[[ Records shown open ]]

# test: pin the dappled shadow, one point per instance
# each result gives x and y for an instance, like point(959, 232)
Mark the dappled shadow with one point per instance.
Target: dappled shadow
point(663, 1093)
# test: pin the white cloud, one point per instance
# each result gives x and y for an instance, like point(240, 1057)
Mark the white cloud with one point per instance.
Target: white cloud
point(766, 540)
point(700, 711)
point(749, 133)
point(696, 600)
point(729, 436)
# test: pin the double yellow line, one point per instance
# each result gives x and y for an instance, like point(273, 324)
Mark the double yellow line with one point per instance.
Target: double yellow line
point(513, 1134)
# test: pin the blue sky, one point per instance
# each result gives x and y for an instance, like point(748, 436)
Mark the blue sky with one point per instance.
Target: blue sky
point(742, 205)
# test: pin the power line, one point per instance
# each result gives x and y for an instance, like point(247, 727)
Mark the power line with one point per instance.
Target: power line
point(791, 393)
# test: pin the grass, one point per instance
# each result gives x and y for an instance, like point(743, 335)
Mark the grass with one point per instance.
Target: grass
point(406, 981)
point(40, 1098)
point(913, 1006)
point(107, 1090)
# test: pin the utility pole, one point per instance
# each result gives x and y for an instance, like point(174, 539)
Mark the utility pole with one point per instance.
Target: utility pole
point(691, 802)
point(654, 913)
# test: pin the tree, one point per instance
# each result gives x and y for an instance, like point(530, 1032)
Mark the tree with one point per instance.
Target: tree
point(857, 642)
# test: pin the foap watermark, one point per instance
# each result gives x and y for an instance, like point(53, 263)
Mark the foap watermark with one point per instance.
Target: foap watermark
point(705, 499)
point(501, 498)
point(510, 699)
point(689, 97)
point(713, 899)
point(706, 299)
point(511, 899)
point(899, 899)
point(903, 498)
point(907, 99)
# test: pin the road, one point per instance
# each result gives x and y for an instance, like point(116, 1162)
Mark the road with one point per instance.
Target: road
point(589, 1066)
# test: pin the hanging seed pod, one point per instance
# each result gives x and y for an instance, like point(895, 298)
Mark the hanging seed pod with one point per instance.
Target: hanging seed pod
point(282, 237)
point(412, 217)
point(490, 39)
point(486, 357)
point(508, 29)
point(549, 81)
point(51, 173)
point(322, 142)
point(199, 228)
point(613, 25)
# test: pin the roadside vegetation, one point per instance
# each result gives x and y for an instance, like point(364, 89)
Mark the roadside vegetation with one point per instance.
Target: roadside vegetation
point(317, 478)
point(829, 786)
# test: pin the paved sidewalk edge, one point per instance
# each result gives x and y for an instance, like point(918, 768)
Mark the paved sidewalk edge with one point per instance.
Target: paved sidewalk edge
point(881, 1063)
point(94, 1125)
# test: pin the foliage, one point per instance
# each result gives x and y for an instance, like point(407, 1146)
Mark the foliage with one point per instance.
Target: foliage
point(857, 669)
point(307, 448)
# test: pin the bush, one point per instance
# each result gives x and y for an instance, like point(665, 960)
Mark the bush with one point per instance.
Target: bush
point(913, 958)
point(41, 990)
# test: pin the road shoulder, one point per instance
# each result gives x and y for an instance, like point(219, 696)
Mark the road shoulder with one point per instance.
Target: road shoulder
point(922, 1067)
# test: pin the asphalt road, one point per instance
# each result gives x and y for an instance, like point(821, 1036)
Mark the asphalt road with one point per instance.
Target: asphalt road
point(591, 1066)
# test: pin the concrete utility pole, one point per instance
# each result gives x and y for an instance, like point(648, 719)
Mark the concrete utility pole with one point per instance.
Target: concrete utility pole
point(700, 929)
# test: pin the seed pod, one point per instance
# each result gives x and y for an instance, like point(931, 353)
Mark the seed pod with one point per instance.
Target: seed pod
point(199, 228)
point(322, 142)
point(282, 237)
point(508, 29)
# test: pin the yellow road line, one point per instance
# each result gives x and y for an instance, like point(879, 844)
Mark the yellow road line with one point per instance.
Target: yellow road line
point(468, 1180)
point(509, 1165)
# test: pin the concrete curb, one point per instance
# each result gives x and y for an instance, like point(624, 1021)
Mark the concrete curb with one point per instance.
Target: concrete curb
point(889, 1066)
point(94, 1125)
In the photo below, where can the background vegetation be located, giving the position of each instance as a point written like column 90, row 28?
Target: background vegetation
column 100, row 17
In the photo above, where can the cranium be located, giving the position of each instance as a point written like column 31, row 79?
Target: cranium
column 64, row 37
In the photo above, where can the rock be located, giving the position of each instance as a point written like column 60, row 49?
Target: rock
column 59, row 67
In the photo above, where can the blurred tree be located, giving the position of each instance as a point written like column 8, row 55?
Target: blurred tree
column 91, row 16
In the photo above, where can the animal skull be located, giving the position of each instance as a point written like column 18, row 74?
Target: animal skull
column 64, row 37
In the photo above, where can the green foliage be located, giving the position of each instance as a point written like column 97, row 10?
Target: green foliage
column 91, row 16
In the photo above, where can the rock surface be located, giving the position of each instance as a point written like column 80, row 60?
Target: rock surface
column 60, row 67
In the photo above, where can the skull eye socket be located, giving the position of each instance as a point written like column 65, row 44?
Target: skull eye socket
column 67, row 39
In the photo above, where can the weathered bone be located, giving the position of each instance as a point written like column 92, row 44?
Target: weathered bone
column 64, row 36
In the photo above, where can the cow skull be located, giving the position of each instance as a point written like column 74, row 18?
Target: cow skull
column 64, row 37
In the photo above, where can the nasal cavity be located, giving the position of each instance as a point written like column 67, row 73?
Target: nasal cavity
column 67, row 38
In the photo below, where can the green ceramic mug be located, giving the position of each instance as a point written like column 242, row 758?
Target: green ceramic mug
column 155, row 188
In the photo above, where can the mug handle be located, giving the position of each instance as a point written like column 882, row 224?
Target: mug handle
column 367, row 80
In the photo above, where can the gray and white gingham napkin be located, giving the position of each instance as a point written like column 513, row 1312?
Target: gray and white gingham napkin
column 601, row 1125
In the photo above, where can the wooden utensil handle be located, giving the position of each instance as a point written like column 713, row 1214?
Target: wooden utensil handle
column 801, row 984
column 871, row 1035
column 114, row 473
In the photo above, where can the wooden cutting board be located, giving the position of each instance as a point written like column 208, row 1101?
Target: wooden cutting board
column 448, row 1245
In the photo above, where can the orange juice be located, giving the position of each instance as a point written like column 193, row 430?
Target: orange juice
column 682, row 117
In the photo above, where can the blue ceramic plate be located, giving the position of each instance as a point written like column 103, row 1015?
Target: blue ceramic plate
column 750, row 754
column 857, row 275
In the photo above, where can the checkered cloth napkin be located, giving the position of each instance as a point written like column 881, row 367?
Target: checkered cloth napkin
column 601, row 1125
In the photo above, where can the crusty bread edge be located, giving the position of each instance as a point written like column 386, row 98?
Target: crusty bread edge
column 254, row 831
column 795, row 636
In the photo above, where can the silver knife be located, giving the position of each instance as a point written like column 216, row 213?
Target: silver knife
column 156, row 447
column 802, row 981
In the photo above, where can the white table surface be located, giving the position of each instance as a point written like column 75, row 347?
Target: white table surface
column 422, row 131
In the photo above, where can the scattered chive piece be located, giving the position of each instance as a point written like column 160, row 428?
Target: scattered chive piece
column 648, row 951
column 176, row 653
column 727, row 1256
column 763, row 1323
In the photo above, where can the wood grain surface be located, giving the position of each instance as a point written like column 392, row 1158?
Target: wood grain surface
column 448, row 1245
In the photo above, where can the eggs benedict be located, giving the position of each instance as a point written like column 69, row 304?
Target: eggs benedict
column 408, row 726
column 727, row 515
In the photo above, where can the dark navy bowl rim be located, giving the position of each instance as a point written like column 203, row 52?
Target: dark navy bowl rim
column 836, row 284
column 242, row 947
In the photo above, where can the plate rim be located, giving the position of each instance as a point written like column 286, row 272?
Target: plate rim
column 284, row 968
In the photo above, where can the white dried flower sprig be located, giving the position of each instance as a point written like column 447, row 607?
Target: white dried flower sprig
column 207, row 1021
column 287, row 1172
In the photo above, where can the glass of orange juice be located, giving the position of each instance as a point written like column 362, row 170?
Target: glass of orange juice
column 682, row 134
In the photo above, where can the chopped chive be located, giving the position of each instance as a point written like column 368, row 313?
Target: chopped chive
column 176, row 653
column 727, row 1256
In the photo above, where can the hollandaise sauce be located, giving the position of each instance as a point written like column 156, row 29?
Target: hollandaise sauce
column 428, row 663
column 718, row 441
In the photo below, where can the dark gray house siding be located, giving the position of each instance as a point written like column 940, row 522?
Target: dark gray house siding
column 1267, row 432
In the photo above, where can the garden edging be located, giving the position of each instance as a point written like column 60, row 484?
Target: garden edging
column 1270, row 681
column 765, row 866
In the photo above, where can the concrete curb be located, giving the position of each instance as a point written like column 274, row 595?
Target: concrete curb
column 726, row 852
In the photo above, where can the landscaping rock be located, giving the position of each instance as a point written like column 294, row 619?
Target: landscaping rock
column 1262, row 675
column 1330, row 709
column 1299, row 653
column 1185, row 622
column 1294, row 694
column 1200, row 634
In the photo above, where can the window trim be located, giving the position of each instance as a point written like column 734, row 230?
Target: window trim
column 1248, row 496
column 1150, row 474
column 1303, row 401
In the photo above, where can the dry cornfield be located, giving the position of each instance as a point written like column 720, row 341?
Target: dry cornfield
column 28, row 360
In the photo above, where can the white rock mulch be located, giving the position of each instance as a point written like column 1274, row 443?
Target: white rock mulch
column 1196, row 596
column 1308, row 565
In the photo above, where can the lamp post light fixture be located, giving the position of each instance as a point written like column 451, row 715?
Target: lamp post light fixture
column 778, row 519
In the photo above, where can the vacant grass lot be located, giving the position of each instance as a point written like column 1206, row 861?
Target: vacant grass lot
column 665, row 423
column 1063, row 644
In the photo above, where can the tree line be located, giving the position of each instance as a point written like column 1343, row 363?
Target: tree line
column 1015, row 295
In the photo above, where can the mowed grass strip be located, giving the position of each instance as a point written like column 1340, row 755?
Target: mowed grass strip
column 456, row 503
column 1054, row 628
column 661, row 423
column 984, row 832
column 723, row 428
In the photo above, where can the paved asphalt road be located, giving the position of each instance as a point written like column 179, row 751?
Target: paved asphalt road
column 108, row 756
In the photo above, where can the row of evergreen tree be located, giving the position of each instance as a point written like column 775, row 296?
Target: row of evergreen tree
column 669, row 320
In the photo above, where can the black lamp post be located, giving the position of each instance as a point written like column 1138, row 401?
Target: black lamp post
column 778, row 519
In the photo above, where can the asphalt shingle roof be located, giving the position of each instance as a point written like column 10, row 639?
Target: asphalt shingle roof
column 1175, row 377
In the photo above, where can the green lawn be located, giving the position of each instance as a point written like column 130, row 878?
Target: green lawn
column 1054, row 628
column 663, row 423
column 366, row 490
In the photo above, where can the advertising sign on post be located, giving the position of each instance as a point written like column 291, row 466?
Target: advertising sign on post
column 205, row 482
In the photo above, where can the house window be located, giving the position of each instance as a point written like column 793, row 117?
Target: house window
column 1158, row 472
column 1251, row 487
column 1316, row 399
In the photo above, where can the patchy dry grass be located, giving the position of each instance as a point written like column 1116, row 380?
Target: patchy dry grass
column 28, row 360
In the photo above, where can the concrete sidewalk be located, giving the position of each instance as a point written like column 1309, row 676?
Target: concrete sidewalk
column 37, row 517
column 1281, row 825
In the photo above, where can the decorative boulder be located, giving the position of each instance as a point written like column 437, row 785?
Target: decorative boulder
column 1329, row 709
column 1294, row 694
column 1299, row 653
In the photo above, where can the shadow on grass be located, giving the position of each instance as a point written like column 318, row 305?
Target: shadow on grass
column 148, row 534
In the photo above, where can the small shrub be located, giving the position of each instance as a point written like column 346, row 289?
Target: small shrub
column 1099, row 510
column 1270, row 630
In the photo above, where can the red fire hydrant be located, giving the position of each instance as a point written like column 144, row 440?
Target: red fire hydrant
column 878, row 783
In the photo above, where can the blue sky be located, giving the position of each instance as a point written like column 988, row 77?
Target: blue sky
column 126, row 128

[[ Records shown closed ]]

* Work to be completed: For this exercise, output exactly the lines above from the line with "like point(273, 324)" to the line with "# test: pin the utility", counting both, and leave out the rest.

* Written reply:
# each result gives x and y for an instance, like point(273, 324)
Mark the double yellow line with one point per instance.
Target: double yellow line
point(513, 1134)
# test: pin the blue sky, one point per instance
# each result gives x and y for an instance, like point(748, 436)
Mark the blue sky with one point per instance.
Target: blue sky
point(742, 205)
# test: pin the power line, one point per instance
# each result gives x and y for an instance, like point(247, 727)
Mark the power line with one point per instance.
Target: power line
point(791, 393)
# test: pin the grass, one point per instance
# each result gives x and y for an instance, like point(743, 335)
Mark the grass with one point per instance.
Target: grass
point(406, 981)
point(40, 1098)
point(913, 1006)
point(107, 1090)
# test: pin the utility pole, one point per instance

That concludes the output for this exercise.